### [SET TASK]
Locate each line in the data below that contains the string "sepia" and copy those lines in full.

### [LISTED ENTRIES]
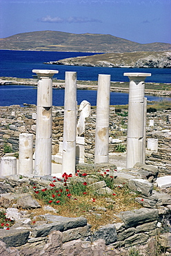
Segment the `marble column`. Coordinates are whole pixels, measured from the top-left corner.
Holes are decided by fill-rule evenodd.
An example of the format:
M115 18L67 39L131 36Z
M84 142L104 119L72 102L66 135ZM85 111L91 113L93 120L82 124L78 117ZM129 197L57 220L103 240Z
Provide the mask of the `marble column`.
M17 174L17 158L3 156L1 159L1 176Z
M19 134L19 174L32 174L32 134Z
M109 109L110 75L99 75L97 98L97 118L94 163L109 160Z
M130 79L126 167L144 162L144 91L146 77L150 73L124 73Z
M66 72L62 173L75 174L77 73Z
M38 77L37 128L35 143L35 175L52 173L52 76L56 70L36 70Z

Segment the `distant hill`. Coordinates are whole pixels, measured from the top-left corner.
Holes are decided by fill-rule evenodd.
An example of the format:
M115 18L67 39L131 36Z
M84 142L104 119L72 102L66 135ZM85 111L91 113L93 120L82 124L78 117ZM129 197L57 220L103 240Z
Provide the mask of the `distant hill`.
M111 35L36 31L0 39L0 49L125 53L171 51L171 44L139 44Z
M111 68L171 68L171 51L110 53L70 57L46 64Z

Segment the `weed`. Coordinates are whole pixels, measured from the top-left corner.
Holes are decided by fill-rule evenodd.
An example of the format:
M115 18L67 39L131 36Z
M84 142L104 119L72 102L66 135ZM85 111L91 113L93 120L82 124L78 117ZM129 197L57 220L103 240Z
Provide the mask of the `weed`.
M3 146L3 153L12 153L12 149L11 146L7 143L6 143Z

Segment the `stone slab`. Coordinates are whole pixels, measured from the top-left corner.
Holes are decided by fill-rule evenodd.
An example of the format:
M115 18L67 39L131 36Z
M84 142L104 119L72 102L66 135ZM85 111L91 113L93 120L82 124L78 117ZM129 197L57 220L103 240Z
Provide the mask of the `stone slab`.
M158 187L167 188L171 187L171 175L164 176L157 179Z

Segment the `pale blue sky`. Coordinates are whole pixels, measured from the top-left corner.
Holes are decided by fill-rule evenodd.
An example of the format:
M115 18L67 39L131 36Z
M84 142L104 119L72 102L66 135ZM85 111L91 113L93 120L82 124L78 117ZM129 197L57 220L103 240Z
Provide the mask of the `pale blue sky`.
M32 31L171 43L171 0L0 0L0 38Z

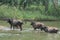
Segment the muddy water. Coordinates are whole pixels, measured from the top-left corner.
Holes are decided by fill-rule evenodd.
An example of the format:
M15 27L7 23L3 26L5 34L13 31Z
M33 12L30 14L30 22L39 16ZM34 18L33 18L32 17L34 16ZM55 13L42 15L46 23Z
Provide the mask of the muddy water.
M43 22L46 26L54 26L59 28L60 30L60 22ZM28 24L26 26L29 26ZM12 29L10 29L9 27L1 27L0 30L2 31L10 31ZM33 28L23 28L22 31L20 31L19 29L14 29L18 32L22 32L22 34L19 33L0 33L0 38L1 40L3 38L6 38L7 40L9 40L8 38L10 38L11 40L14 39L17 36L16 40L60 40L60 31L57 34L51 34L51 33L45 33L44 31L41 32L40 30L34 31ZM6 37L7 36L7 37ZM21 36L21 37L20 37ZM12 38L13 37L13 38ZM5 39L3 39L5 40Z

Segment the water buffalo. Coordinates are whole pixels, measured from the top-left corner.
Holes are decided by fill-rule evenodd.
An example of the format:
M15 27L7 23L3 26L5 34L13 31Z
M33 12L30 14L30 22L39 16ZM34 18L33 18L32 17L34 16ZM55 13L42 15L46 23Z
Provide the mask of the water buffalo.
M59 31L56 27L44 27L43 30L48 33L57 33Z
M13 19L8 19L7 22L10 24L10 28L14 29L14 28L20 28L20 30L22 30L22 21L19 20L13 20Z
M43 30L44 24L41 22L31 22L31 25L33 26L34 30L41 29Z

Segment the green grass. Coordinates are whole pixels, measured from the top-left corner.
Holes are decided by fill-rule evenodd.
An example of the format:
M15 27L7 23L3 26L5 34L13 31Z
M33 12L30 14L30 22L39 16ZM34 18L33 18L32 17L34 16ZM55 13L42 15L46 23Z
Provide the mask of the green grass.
---
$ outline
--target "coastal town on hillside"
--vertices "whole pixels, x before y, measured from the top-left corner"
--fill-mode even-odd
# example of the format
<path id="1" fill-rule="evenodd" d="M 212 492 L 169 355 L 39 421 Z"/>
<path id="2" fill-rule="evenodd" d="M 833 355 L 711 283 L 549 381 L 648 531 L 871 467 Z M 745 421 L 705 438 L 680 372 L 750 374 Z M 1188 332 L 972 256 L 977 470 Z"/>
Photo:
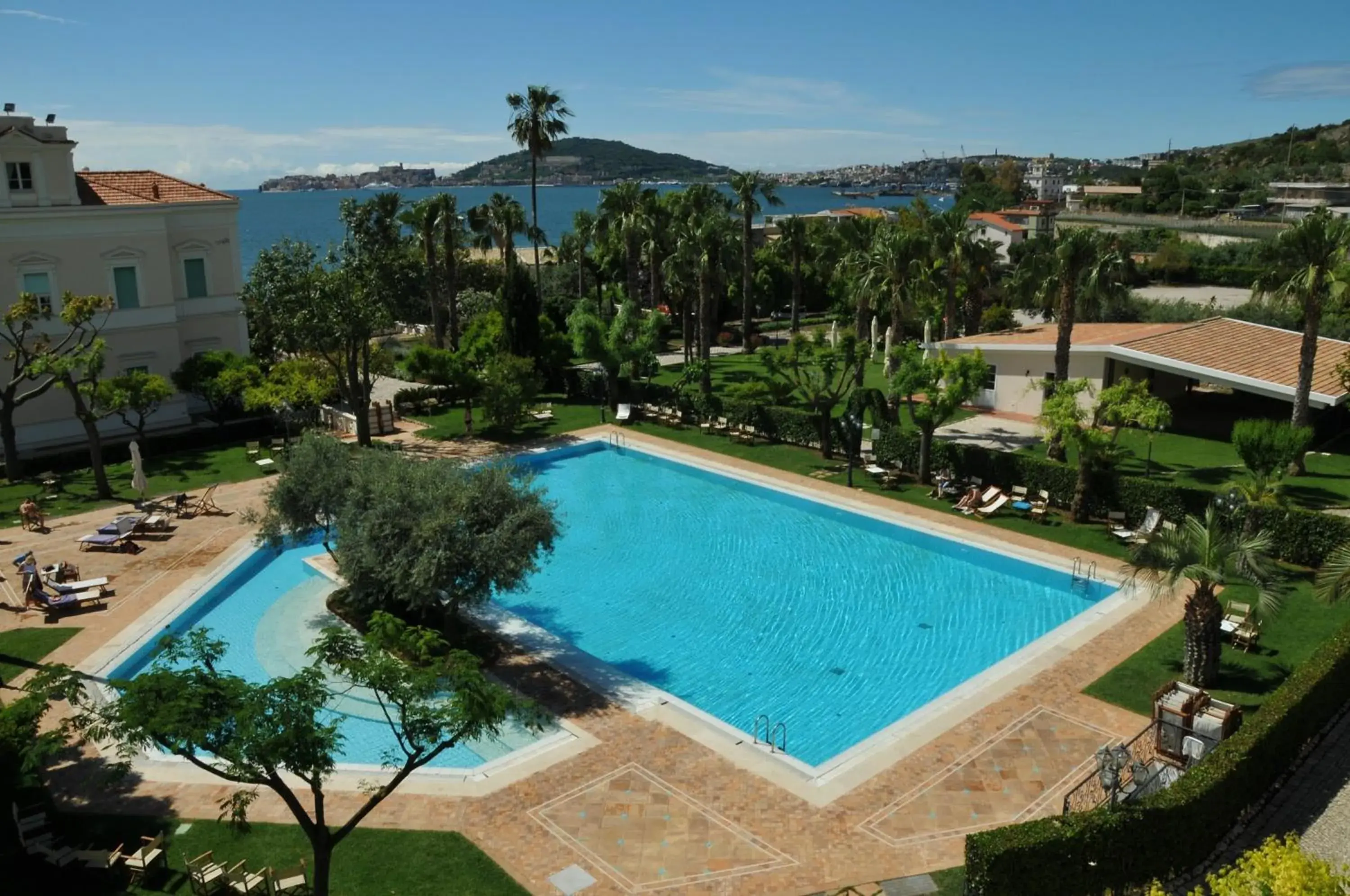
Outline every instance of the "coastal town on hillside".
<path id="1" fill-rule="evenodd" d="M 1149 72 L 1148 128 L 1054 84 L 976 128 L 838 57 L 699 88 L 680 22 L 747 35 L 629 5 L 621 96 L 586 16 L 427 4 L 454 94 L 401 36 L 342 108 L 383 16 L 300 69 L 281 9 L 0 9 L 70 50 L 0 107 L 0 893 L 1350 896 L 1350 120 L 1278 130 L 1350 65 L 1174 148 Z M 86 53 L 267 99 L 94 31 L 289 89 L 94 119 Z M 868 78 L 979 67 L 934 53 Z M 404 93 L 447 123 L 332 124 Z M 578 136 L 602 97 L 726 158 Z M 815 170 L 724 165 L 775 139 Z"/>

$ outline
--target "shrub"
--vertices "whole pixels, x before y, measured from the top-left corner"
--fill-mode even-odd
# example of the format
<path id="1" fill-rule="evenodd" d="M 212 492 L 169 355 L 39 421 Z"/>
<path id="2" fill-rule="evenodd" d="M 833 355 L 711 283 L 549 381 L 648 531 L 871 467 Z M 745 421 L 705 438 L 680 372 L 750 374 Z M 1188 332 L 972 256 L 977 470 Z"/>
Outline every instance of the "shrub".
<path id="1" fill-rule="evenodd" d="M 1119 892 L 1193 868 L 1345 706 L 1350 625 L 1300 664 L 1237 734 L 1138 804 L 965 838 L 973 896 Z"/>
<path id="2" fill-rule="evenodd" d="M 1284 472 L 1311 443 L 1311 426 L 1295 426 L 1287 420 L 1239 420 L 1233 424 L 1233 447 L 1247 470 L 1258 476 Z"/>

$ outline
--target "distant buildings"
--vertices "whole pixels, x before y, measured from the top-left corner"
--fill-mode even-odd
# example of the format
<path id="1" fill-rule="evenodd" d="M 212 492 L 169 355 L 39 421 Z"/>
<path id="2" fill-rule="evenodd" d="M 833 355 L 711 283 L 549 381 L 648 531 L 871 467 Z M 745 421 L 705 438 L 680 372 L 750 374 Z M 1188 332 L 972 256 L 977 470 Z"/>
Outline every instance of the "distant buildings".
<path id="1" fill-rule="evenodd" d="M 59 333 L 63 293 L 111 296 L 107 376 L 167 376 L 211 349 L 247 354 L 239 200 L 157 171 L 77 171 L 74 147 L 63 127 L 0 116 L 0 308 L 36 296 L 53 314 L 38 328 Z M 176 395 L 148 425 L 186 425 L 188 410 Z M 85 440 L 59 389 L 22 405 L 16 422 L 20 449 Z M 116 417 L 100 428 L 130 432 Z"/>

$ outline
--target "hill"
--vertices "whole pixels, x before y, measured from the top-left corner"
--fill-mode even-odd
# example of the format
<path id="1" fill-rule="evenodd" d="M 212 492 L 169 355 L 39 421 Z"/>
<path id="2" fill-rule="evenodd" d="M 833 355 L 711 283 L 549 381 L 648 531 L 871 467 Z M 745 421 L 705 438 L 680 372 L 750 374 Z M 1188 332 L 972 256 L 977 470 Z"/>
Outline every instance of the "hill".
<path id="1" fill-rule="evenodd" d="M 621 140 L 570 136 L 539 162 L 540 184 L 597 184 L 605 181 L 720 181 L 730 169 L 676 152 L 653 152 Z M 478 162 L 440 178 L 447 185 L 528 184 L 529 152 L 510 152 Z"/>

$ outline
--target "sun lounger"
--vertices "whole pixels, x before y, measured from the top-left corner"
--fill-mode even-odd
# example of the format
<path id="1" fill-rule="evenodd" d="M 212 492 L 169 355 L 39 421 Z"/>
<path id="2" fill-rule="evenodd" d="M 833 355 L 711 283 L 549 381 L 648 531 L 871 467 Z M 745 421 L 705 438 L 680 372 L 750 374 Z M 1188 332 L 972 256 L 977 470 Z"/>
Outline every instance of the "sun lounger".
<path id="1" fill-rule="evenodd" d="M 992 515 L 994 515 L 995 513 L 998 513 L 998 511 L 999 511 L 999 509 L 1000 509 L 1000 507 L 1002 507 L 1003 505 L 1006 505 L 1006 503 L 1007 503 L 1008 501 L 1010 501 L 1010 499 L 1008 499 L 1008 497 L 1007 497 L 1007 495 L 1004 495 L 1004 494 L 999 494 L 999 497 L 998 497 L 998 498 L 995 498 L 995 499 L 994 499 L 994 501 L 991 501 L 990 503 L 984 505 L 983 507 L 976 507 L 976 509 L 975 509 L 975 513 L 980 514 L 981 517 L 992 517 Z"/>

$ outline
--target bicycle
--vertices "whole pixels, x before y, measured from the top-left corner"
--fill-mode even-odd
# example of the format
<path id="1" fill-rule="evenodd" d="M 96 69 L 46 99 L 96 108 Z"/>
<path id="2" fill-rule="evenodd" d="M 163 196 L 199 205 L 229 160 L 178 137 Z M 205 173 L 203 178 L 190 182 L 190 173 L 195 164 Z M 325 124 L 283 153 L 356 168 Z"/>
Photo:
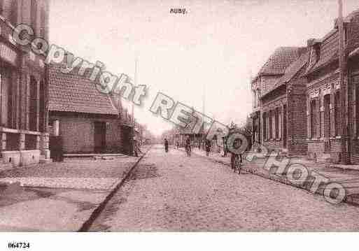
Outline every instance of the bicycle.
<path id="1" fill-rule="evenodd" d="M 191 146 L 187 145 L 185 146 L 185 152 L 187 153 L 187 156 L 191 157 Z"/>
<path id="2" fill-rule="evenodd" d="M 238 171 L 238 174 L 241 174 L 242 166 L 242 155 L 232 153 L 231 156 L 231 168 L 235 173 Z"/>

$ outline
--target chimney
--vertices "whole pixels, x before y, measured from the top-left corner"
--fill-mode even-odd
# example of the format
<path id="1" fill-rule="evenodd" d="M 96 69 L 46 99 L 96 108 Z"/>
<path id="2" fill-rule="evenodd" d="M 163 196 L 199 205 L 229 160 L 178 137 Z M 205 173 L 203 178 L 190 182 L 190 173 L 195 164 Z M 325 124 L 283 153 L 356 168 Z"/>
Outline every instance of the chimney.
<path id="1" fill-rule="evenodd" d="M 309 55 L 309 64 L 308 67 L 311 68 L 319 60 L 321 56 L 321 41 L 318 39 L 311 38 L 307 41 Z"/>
* * *
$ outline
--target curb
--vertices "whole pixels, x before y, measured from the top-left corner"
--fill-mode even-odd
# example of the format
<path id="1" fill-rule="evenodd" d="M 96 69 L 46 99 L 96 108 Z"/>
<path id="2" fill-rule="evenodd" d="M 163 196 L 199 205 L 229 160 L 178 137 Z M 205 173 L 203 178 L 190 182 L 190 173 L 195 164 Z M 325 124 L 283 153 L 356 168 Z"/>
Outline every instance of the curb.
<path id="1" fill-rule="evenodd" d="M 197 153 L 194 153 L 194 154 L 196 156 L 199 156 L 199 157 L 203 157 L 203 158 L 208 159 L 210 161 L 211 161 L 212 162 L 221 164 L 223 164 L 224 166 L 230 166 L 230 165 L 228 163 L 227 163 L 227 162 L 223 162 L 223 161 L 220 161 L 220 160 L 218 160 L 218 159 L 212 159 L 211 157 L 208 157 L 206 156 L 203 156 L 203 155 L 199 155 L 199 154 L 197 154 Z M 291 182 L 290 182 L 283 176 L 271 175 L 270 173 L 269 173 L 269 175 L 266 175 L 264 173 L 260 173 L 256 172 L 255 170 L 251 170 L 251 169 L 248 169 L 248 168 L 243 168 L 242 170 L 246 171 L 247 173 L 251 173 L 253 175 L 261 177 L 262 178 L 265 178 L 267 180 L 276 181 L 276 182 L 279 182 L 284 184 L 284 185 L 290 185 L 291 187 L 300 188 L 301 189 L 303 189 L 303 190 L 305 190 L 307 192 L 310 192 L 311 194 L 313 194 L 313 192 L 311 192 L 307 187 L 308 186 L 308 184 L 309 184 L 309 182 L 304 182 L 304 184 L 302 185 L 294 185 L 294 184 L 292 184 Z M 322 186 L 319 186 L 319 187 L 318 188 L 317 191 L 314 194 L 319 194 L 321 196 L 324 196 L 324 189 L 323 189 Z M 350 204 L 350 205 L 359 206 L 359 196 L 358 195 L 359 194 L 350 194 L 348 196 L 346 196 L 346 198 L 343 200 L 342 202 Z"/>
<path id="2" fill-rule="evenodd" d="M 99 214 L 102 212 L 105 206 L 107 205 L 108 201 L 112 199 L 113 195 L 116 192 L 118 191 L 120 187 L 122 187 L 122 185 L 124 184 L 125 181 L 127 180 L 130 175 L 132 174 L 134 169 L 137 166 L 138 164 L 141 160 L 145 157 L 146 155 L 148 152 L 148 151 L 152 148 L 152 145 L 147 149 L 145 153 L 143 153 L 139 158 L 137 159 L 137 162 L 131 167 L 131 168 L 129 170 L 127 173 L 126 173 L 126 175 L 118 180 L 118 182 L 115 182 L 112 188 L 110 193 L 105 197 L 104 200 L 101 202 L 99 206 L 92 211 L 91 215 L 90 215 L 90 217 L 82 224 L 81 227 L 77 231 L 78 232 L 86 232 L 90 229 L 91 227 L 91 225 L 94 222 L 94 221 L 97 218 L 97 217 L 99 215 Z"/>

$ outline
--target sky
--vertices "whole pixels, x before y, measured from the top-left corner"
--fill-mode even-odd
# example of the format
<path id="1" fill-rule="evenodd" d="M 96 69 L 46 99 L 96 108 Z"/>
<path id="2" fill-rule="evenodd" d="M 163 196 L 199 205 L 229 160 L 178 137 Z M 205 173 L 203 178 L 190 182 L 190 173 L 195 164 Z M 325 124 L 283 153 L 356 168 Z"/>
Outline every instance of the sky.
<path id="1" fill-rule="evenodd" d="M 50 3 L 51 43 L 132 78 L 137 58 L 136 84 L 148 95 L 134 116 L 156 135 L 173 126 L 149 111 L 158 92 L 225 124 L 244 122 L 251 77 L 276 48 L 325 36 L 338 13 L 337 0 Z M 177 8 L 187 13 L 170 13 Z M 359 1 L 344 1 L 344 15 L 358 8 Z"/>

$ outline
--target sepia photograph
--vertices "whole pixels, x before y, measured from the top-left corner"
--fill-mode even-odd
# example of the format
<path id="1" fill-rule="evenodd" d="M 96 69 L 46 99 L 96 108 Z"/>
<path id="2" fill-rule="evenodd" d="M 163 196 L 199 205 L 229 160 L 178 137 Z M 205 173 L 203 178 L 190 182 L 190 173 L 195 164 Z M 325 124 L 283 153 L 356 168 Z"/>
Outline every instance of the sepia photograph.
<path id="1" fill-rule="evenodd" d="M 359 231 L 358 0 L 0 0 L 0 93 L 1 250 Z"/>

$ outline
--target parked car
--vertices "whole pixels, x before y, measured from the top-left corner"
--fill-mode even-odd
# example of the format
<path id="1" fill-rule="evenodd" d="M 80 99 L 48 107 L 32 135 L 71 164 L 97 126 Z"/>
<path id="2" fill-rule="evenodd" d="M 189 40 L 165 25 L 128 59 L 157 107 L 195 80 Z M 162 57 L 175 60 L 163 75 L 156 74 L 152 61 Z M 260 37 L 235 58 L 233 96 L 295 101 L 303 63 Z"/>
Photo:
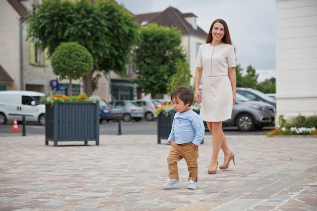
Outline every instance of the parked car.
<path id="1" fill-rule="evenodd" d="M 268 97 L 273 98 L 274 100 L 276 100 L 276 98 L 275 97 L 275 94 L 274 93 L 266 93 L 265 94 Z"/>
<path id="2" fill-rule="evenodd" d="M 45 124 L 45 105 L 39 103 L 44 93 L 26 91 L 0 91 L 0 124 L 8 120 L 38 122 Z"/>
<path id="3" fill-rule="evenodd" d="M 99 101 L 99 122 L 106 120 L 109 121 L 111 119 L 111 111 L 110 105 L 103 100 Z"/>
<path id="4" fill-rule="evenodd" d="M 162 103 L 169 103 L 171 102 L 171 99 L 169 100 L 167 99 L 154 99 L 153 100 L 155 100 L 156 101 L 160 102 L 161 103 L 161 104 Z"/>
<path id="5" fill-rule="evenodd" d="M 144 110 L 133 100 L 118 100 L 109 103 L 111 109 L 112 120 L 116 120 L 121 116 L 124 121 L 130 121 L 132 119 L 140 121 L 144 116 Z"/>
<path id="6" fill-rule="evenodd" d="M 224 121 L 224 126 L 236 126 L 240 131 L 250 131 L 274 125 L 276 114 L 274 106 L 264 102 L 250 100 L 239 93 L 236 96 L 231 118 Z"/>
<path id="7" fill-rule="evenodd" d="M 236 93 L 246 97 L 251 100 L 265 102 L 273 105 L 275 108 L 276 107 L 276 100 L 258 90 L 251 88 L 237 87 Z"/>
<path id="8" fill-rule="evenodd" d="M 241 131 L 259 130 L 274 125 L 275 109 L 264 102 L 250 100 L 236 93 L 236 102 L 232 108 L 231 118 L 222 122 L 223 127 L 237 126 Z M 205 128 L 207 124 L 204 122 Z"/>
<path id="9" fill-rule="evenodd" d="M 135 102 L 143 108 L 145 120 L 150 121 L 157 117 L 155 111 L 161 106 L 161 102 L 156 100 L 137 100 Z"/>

### [FULL ANSWER]
--target sepia photograph
Outline every instance of the sepia photograph.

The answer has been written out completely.